** Records shown **
=======
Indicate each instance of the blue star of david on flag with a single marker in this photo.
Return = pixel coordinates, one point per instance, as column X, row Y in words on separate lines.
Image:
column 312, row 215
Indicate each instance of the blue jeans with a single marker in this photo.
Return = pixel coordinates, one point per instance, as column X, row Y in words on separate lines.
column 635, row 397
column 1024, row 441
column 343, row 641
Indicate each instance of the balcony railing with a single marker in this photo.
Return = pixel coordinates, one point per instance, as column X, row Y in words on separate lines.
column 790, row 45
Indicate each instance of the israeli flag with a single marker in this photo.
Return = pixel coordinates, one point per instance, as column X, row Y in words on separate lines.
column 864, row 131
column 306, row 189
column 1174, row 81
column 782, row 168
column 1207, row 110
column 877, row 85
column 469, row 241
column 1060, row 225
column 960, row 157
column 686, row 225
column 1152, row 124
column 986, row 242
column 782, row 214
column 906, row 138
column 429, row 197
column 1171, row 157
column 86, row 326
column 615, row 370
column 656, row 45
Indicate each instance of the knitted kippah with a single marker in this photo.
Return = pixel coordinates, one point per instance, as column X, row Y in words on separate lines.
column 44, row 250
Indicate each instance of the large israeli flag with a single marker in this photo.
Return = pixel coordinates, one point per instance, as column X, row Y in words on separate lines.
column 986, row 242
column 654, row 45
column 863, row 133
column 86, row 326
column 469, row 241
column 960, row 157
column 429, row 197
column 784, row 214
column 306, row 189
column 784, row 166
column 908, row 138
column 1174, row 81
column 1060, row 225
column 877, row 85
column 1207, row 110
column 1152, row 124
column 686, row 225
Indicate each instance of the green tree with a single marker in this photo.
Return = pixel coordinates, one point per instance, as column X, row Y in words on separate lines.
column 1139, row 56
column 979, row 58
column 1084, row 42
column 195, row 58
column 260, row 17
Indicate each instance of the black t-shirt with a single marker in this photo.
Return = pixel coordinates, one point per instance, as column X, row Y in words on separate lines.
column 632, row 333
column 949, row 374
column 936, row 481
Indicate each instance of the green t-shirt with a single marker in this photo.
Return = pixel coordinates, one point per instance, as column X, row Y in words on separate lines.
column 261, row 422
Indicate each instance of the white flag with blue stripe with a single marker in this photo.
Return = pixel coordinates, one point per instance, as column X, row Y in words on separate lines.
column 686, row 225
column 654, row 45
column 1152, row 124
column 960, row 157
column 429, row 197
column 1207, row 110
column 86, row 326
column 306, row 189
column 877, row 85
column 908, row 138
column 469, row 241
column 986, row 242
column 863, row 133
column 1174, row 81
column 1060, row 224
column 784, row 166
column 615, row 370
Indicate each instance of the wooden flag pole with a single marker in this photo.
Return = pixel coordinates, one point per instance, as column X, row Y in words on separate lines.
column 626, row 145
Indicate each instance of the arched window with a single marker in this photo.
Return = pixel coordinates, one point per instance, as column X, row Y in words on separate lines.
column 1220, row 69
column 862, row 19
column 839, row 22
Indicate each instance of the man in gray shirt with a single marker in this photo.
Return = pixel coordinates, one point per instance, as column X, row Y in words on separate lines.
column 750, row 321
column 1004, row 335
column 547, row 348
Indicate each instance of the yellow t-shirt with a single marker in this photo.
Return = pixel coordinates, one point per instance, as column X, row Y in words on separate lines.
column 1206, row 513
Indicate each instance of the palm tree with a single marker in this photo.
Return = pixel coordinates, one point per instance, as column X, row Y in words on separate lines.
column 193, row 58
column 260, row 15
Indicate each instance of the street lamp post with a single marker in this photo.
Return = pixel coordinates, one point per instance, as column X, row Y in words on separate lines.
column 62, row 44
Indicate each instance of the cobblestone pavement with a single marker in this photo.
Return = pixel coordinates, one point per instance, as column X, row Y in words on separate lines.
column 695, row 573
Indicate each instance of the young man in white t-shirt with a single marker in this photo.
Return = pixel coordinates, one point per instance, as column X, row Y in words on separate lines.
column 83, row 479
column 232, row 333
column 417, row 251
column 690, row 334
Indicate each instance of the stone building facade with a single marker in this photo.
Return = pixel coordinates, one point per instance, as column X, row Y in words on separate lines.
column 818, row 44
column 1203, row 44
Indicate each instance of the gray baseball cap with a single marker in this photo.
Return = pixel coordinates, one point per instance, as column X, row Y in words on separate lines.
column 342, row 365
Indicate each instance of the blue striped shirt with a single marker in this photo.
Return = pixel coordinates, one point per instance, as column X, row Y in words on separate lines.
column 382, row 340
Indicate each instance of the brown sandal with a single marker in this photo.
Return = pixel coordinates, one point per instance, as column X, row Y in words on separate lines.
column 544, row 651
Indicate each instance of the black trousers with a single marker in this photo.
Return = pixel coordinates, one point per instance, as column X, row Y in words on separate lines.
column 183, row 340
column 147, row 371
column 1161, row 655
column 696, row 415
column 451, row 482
=======
** Exercise brief **
Lay out every line of the records above as a Markdown table with the columns Number and Entry. Number the lines in order and leave out any blank lines.

** Result of the exercise **
| Number | Entry |
|---|---|
| 1 | Indicate each instance of the blue star of david on flag with a single marker in this photo. |
| 2 | Return = pixel coordinates, one point per instance, as column X, row Y in words on separate lines. |
| 3 | Image: |
| 4 | column 312, row 215 |
| 5 | Indicate each instance of the blue jeans with a single marker in this photo. |
| 6 | Return = pixel coordinates, one point per instance, as column X, row Y in words on separate lines. |
| 7 | column 635, row 397 |
| 8 | column 1024, row 441 |
| 9 | column 343, row 641 |
| 10 | Indicate each instance of the balcony railing with a single marker in this photo. |
| 11 | Return = pixel coordinates, one point per instance, as column X, row Y in words on separate lines. |
| 12 | column 790, row 45 |
| 13 | Indicate each instance of the israeli flag with a single marker in this photo. |
| 14 | Return = pixel coordinates, one point per instance, as column X, row Y in words on separate lines. |
| 15 | column 864, row 131 |
| 16 | column 306, row 189 |
| 17 | column 1174, row 81 |
| 18 | column 782, row 168 |
| 19 | column 1207, row 110 |
| 20 | column 877, row 85 |
| 21 | column 469, row 241 |
| 22 | column 1060, row 225 |
| 23 | column 960, row 157 |
| 24 | column 686, row 225 |
| 25 | column 1152, row 124 |
| 26 | column 986, row 242 |
| 27 | column 782, row 214 |
| 28 | column 906, row 138 |
| 29 | column 429, row 197 |
| 30 | column 1171, row 157 |
| 31 | column 86, row 326 |
| 32 | column 615, row 370 |
| 33 | column 656, row 45 |
| 34 | Indicate each instance of the knitted kippah with a single marker in this photo. |
| 35 | Return = pixel coordinates, one point per instance, as column X, row Y in words on separate lines. |
| 36 | column 44, row 250 |
| 37 | Indicate each instance of the large israeli flag with a single marker in this photo. |
| 38 | Return = pixel coordinates, one point per instance, as column X, row Y in words on separate lines. |
| 39 | column 986, row 242 |
| 40 | column 654, row 45 |
| 41 | column 863, row 133 |
| 42 | column 86, row 326 |
| 43 | column 469, row 241 |
| 44 | column 960, row 157 |
| 45 | column 429, row 197 |
| 46 | column 784, row 214 |
| 47 | column 306, row 189 |
| 48 | column 784, row 166 |
| 49 | column 908, row 138 |
| 50 | column 1174, row 81 |
| 51 | column 1060, row 225 |
| 52 | column 877, row 85 |
| 53 | column 1207, row 110 |
| 54 | column 1152, row 124 |
| 55 | column 686, row 225 |
| 56 | Indicate each instance of the green tree with a single marker in this photo. |
| 57 | Return = pixel coordinates, one point per instance, as column X, row Y in words on separate lines. |
| 58 | column 1139, row 56 |
| 59 | column 979, row 58 |
| 60 | column 1084, row 42 |
| 61 | column 195, row 58 |
| 62 | column 260, row 17 |
| 63 | Indicate each instance of the black t-shirt with a single marker in this photo. |
| 64 | Return = pixel coordinates, one point per instance, as column X, row Y in words on separate lines. |
| 65 | column 632, row 333 |
| 66 | column 949, row 374 |
| 67 | column 936, row 481 |
| 68 | Indicate each instance of the green t-shirt with a single marker in this photo. |
| 69 | Return = pixel coordinates, one point per instance, as column X, row Y in words on separate lines. |
| 70 | column 261, row 422 |
| 71 | Indicate each instance of the white flag with blue stripe with a single marker in this photo. |
| 72 | Return = pixel coordinates, one point per instance, as column X, row Y in words on separate lines. |
| 73 | column 686, row 225 |
| 74 | column 654, row 45 |
| 75 | column 1152, row 124 |
| 76 | column 960, row 157 |
| 77 | column 429, row 197 |
| 78 | column 1207, row 110 |
| 79 | column 86, row 326 |
| 80 | column 306, row 189 |
| 81 | column 877, row 85 |
| 82 | column 908, row 138 |
| 83 | column 469, row 241 |
| 84 | column 986, row 242 |
| 85 | column 863, row 133 |
| 86 | column 1174, row 81 |
| 87 | column 1060, row 224 |
| 88 | column 784, row 166 |
| 89 | column 615, row 370 |
| 90 | Indicate each instance of the wooden flag pole with a single marker in this photo. |
| 91 | Return = pixel coordinates, one point per instance, as column X, row Y in words on separate lines. |
| 92 | column 626, row 145 |
| 93 | Indicate each instance of the arched window with a single marker in this photo. |
| 94 | Return = pixel coordinates, one point per instance, as column X, row Y in words on separate lines. |
| 95 | column 1220, row 69 |
| 96 | column 862, row 19 |
| 97 | column 839, row 22 |
| 98 | Indicate each instance of the man in gray shirt with a single marker in this photo. |
| 99 | Return = pixel coordinates, one point per instance, as column X, row Y in words on separate lines. |
| 100 | column 750, row 321 |
| 101 | column 1004, row 335 |
| 102 | column 547, row 348 |
| 103 | Indicate each instance of the yellow t-shirt with a single marker in this photo. |
| 104 | Return = pixel coordinates, one point per instance, as column X, row Y in words on separate lines. |
| 105 | column 1206, row 513 |
| 106 | Indicate each instance of the palm tree with a single marker in this photo. |
| 107 | Return = pixel coordinates, one point per instance, as column X, row Y in words on separate lines. |
| 108 | column 193, row 58 |
| 109 | column 260, row 15 |
| 110 | Indicate each instance of the street lamp post with a single marker in this photo. |
| 111 | Return = pixel coordinates, one point per instance, as column X, row Y in words on separate lines. |
| 112 | column 62, row 44 |
| 113 | Indicate each instance of the cobblestone pavement with a single marker in this photo. |
| 114 | Return = pixel coordinates, one point per instance, as column X, row Y in words on separate lines. |
| 115 | column 695, row 573 |
| 116 | Indicate each instance of the young man in white t-shirt with a single marker in this photo. |
| 117 | Return = pixel coordinates, one point per instance, as column X, row Y in words on separate lines. |
| 118 | column 83, row 479 |
| 119 | column 232, row 333 |
| 120 | column 417, row 251 |
| 121 | column 690, row 334 |
| 122 | Indicate each instance of the stone building facade with a single marker in this photo. |
| 123 | Return = pixel coordinates, one point per instance, as column X, row Y in words on separate lines. |
| 124 | column 818, row 44 |
| 125 | column 1203, row 44 |
| 126 | Indicate each instance of the gray baseball cap with a single marker in this photo. |
| 127 | Return = pixel coordinates, one point per instance, as column X, row Y in words on separate lines. |
| 128 | column 342, row 365 |
| 129 | Indicate each instance of the blue striped shirt with a single marker in this photo. |
| 130 | Return = pixel coordinates, one point per instance, as column X, row Y in words on separate lines. |
| 131 | column 382, row 340 |
| 132 | Indicate each instance of the brown sandal with a single marker in this photo. |
| 133 | Return = pixel coordinates, one point per instance, as column X, row Y in words on separate lines. |
| 134 | column 544, row 651 |
| 135 | Indicate each instance of the black trousers with a single marker in this photo. |
| 136 | Return = pixel coordinates, one point per instance, as column X, row Y in words on separate lines. |
| 137 | column 183, row 340 |
| 138 | column 147, row 371 |
| 139 | column 1161, row 655 |
| 140 | column 696, row 415 |
| 141 | column 451, row 482 |